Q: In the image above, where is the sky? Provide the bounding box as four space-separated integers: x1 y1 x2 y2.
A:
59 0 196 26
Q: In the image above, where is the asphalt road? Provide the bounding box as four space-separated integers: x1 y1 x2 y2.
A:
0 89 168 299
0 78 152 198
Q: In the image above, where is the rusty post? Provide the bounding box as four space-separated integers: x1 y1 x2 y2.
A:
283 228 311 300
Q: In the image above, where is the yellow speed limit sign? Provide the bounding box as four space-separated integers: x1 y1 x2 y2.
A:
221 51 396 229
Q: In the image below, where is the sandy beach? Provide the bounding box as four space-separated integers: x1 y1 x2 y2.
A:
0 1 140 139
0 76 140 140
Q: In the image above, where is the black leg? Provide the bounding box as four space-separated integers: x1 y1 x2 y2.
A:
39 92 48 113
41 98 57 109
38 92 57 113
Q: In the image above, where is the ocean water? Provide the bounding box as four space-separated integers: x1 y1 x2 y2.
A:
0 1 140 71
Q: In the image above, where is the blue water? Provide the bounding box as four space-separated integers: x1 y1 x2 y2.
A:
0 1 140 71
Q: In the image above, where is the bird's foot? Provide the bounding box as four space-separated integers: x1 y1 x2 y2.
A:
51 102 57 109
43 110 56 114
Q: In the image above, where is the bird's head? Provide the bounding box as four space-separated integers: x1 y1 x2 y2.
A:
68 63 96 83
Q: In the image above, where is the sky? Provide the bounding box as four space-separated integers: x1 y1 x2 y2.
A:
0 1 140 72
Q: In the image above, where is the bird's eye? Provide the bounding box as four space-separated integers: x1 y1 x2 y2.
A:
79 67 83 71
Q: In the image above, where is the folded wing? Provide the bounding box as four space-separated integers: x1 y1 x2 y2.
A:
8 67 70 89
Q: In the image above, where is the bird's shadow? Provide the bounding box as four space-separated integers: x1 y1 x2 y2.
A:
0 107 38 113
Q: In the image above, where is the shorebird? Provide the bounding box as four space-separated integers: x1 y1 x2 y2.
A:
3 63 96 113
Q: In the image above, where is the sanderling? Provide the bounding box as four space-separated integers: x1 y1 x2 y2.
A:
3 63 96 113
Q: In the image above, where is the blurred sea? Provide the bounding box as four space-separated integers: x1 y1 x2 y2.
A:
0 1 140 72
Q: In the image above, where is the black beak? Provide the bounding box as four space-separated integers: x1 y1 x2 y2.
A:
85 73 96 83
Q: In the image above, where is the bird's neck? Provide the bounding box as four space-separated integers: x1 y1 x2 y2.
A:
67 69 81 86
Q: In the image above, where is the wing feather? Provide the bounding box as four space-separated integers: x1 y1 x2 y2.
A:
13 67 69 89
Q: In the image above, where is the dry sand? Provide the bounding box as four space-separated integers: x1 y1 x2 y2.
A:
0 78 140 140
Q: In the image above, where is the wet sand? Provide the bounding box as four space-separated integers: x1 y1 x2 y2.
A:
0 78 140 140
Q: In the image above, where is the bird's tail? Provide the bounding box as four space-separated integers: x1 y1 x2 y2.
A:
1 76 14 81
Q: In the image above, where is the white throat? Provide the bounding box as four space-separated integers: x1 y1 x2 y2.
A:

...

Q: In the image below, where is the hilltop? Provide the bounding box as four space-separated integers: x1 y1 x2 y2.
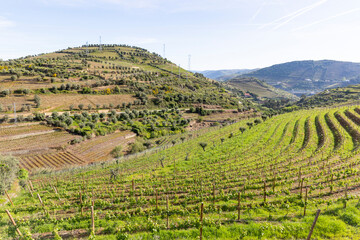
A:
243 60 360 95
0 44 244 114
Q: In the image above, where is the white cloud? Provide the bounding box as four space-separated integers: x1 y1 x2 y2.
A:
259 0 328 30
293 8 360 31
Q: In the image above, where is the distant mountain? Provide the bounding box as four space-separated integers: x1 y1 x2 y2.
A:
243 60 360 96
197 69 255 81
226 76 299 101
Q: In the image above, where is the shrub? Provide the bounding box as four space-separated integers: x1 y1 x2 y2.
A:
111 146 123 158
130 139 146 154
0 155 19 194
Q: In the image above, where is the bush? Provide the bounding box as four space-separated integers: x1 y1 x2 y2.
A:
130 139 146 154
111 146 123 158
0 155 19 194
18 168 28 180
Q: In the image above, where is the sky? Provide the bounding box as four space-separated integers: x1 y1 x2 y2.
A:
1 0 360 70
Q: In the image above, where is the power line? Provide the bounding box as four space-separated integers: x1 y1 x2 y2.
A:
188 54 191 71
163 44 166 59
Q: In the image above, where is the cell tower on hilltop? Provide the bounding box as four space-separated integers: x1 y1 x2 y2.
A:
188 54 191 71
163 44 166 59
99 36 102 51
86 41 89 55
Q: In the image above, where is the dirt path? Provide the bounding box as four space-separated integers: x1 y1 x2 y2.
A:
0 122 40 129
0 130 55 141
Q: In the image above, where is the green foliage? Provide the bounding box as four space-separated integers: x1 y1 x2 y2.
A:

...

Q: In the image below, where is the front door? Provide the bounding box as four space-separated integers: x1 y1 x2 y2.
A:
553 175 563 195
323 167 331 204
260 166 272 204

### TASK PROMPT
Show all lines from the entries that hold "white".

### REPLY TO THE TASK
Q: In the image above, where is the white throat? Provide the bounding box as four space-separated integers: x1 y1 x2 y2.
Q: In the image above, where is the white cloud? Provide the bounding box as four space-separated integers: x1 y1 x2 y2.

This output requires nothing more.